##### GIVEN DATA #####

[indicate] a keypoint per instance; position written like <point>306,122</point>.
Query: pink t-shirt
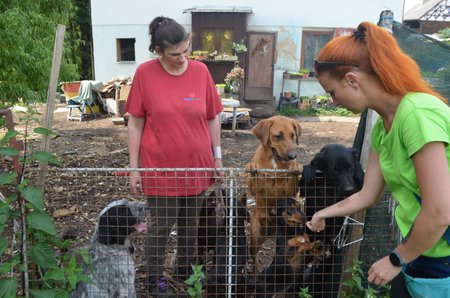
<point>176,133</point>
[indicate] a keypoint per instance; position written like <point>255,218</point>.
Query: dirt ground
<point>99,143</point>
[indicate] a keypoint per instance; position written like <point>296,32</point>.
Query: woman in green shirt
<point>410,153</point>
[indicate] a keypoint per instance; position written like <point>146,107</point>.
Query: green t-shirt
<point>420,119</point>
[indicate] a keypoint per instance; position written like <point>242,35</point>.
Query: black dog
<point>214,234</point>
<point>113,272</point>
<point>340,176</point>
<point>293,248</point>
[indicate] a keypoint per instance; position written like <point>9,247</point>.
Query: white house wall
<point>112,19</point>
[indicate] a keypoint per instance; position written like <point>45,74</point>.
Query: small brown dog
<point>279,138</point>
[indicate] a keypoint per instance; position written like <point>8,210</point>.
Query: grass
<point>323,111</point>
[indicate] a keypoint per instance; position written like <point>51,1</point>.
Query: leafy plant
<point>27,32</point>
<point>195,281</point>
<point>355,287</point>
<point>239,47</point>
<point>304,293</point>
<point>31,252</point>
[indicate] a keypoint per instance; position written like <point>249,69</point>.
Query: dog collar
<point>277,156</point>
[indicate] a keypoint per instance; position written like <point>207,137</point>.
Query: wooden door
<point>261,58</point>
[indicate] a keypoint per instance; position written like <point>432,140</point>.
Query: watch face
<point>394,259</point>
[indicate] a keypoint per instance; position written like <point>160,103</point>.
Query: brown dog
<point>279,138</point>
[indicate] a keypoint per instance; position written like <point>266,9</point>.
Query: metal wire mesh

#####

ASSIGNED TASK. The whole listing must be transcribed exactly. No pictures belong in the copy.

RESULT BELOW.
[indicate] a keypoint per instance; position written like <point>306,122</point>.
Query: pink t-shirt
<point>176,133</point>
[indicate] a keypoint per instance; position written like <point>255,218</point>.
Query: dirt ground
<point>99,143</point>
[indicate] a keypoint per instance; position written like <point>296,32</point>.
Query: woman in green shirt
<point>410,153</point>
[indicate] a keypoint per instance; position written like <point>146,107</point>.
Query: green t-shirt
<point>420,119</point>
[indicate] a keypoint per instance; position written like <point>242,35</point>.
Query: black dog
<point>214,234</point>
<point>113,272</point>
<point>340,176</point>
<point>293,248</point>
[indicate] a keypoint per instance; position written like <point>9,247</point>.
Query: white house wall
<point>112,19</point>
[indicate] a keypoint per instance; position written like <point>45,74</point>.
Query: small brown dog
<point>279,138</point>
[indicate] a keypoint per instance; position written like <point>8,210</point>.
Query: grass
<point>323,111</point>
[indicate] a keypoint per instance; position written like <point>51,1</point>.
Query: leafy plant
<point>27,32</point>
<point>195,281</point>
<point>355,287</point>
<point>239,47</point>
<point>304,293</point>
<point>31,252</point>
[indicate] a keypoint per instance; position written like <point>249,69</point>.
Query: dog collar
<point>277,156</point>
[indicate] a keypoint per instance; position written like <point>207,137</point>.
Query: wooden door
<point>261,58</point>
[indicate] a keypoint per instance; position written like <point>432,140</point>.
Query: watch face
<point>394,259</point>
[indicate] a keypoint per instance; position written like <point>160,103</point>.
Query: brown dog
<point>279,138</point>
[indicate] a keypoint per instance; position written like <point>266,9</point>.
Query: metal wire mesh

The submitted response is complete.